Continue the post below about French books from an editorial trip, starting after its last sentence.

• Text
--- START ---

Continuing on about my French editorial trip that will end with the End of the World on Friday, I wanted to write a slightly more serious post just to share with everyone some of the interesting things I’ve been finding here. So, in order of books that are closest to my keyboard to those farther afield, here are the titles I’d sign on immediately if I could do anything I wanted and completely trusted my instincts (I can’t read French at all, at all):

Chamboula by Paul Fournel: First goal when I get back is to talk to Rachel Galvin about this, force JT to read it, and convince Kaija and Nate that we need to publish it. Why am I so psyched about this? A) Oulipo love. B) Fournel love (he’s so fantastic). And C) this chart that diagrams how the novel is structured:

Danse avec Nathan Golshem, Les aigles puent, and Haïkus de prison by Lutz Bassmann; Onze rêves de suie by Manuela Draeger: I’ve been going on and on and on about Antoine Volodine and his insanely awesome, all-encompassing heteronym project all year, and to receive the Bassmann books (almost by chance, since I just happened to notice his name in the Verdier backlist catalog and asked about them) is such a perfect coincidence. And really, given the scope of his project—the creation of the post-exoticism movement as demonstrated in the collected works of a slew of heteronyms, most of which tend to write about strange post-cataclysmic times with a style that’s completely unique to him—the more Volodine books published, the better.

--- END ---

• Dataset extract
--- START ---

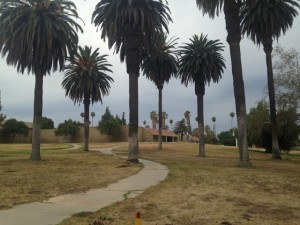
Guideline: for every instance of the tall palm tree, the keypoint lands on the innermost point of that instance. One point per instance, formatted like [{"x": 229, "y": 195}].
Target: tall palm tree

--- END ---

• Reply to the task
Ni ce qu’ils espèrent, ni ce qu’ils croient by Élie Treese: What I remember from my meeting with the lovely people at Éditions Allia is that this 75-page book is “like Beckett mixed with Faulkner,” with four people sitting around a campfire talking about how to “steal the petrol” while one is secretly plotting to shoot all the of the others. “It’s pretty dark . . . but also ironic? Ironic and dark.”

En ville by Christian Oster: I like—to varying degrees—all the Oster books that I’ve read, starting with A Cleaning Woman (in part because I had a hard core crush on the girl in the movie version . . . massive, total crush), and culminating in In the Train, which my students also loved. This book is broader than most of the others, featuring a host of characters (rather than continuing to mine the Toussaint/Echenoz vain of keeping the whole story within the head of One Strange Dude), whose lives fall apart. In the words of Olivier Cohen, publisher of the amazing Éditions de l’Olivier, it’s “a book all about disorder.” Sounded pretty entropic when he was describing the plot, which got me excited.

That’s it for now. Off to my last meeting of the day . . .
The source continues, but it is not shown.